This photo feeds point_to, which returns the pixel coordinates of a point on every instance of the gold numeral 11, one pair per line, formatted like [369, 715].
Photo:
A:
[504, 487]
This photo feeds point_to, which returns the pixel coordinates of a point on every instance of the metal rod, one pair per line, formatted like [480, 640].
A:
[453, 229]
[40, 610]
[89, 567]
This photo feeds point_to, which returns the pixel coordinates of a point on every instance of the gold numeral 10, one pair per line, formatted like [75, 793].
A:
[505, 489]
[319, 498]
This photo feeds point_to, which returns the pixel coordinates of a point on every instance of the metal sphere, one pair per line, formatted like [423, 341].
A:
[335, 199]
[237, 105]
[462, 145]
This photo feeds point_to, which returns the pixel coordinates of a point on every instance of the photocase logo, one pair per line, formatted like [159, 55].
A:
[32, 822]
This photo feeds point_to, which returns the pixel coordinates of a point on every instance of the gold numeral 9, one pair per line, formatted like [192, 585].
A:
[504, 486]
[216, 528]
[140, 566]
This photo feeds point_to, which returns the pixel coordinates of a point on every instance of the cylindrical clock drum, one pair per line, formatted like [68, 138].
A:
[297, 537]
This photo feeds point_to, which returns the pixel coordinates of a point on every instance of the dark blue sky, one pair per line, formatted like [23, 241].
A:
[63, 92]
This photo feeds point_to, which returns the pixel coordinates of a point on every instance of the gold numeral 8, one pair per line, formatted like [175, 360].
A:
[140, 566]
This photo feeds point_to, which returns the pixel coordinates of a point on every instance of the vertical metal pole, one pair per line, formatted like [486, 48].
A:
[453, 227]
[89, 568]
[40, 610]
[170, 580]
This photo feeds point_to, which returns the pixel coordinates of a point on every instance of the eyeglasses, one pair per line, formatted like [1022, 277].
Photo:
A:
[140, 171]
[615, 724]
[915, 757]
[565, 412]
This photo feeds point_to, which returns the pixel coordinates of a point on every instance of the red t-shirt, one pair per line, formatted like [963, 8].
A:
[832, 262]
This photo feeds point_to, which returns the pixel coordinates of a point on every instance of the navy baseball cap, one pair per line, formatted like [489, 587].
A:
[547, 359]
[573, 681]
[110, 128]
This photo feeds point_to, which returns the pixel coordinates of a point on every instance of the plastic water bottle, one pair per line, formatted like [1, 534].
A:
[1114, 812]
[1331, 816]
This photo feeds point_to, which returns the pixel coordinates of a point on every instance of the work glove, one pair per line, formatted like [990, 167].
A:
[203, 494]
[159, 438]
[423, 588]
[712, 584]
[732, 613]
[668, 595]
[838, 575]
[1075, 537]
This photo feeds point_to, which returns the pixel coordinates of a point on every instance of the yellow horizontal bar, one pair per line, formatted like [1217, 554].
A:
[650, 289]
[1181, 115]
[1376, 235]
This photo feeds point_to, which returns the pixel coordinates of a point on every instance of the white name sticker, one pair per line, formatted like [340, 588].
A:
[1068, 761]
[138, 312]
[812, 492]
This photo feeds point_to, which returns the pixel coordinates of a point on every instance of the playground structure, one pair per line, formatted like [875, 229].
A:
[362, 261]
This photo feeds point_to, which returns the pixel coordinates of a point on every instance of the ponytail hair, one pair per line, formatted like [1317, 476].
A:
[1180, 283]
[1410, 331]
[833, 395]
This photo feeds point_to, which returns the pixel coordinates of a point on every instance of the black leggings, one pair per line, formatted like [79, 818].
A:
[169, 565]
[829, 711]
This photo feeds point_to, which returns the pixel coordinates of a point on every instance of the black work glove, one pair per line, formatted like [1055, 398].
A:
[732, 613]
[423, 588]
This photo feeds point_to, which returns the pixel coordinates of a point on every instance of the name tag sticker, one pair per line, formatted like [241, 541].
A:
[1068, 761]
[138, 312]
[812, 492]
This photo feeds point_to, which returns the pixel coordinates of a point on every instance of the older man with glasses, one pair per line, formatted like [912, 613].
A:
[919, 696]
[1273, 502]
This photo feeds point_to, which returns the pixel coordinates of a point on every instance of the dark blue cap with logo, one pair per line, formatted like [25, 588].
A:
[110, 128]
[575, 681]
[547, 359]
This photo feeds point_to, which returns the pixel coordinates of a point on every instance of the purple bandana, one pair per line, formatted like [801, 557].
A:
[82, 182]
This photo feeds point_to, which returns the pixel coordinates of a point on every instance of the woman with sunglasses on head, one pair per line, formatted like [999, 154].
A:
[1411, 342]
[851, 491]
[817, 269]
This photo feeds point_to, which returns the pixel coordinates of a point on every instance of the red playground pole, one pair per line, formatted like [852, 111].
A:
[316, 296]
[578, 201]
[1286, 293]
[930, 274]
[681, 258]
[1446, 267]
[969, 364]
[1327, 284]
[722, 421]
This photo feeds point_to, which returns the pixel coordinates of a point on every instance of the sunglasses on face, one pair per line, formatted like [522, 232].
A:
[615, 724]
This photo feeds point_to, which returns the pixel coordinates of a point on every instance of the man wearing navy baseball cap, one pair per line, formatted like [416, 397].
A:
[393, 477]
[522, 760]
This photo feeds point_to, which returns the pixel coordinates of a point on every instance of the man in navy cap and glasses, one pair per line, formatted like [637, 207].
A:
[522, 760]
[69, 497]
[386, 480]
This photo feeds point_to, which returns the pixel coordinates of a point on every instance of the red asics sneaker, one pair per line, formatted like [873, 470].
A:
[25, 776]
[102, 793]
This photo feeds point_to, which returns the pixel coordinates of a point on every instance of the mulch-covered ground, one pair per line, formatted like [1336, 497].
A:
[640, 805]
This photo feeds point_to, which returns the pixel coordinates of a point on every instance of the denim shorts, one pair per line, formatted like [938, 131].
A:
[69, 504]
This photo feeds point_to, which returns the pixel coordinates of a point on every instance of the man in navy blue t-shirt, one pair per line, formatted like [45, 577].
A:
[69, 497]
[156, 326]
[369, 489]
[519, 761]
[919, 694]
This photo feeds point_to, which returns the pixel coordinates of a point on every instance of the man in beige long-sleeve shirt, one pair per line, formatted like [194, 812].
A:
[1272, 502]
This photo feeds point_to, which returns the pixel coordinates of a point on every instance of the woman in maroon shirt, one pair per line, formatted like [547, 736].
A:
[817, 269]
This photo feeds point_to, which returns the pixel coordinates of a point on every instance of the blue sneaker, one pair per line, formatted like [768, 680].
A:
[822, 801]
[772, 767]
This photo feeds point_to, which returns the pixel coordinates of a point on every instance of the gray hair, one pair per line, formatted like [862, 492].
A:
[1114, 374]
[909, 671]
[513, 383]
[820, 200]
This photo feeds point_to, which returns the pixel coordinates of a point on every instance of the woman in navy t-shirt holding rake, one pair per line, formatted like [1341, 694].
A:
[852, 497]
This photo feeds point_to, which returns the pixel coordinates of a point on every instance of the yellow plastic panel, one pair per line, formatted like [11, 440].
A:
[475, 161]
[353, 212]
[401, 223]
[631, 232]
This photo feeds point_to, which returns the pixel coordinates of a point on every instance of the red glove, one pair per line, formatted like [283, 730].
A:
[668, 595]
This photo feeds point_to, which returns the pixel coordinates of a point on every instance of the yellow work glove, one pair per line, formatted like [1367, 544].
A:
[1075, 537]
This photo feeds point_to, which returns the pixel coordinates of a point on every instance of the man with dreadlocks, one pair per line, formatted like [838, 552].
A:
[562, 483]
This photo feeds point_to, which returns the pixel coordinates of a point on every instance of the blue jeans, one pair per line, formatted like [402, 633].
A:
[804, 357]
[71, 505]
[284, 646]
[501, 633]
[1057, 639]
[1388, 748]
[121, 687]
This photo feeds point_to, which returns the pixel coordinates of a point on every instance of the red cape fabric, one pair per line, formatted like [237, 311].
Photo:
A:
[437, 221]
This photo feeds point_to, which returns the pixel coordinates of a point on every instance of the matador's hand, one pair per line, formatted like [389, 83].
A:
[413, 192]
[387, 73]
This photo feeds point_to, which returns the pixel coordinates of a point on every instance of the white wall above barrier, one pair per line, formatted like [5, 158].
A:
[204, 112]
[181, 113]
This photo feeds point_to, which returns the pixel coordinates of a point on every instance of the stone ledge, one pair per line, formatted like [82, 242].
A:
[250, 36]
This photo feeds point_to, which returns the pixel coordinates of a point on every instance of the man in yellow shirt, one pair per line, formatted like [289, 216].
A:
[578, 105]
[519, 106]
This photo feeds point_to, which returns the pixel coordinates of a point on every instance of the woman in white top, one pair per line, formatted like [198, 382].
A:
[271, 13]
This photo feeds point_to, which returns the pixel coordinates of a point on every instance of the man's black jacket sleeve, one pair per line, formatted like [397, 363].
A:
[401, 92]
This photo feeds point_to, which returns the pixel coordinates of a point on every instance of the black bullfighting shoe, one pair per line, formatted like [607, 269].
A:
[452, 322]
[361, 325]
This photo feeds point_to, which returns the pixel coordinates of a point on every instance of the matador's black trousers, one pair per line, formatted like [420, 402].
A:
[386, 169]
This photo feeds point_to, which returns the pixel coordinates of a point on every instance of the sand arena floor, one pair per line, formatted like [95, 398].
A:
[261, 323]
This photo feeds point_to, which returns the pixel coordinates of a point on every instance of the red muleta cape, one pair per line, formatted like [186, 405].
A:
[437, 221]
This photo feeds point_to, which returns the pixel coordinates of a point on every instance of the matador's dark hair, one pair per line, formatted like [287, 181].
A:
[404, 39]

───

REQUIRED WORK
Arrange the stretch of records from the line containing "like [963, 8]." through the line containing "[1376, 235]" as a Markdown table with the columns No. and Text, numbering each line and leaving out blank lines.

FINAL ANSWER
| No. | Text |
|---|---|
| 1 | This photo feeds point_to, which returns the pixel coordinates of a point on every instance of the red t-shirt, one pair per line, formatted like [963, 8]. |
| 2 | A: |
| 3 | [832, 262] |
| 4 | This photo feeds point_to, which returns the pixel coordinates of a point on every instance of the navy baseball cap, one pair per line, formatted like [489, 587]. |
| 5 | A: |
| 6 | [547, 359] |
| 7 | [573, 681] |
| 8 | [110, 128] |
| 9 | This photo feeds point_to, which returns the pixel coordinates of a point on every instance of the plastic water bottle, one pair per line, formatted like [1, 534]. |
| 10 | A: |
| 11 | [1114, 812] |
| 12 | [1331, 816] |
| 13 | This photo feeds point_to, which returns the pixel coordinates of a point on every instance of the work glove, one pair per line, formatted like [990, 167]. |
| 14 | A: |
| 15 | [203, 494] |
| 16 | [159, 438] |
| 17 | [423, 588] |
| 18 | [712, 584] |
| 19 | [732, 613] |
| 20 | [668, 595] |
| 21 | [838, 575] |
| 22 | [1075, 537] |
| 23 | This photo feeds point_to, which returns the pixel coordinates of a point on every instance of the yellow horizontal bar, one pair per line, formatted like [1217, 554]. |
| 24 | A: |
| 25 | [650, 289] |
| 26 | [1181, 115] |
| 27 | [1376, 235] |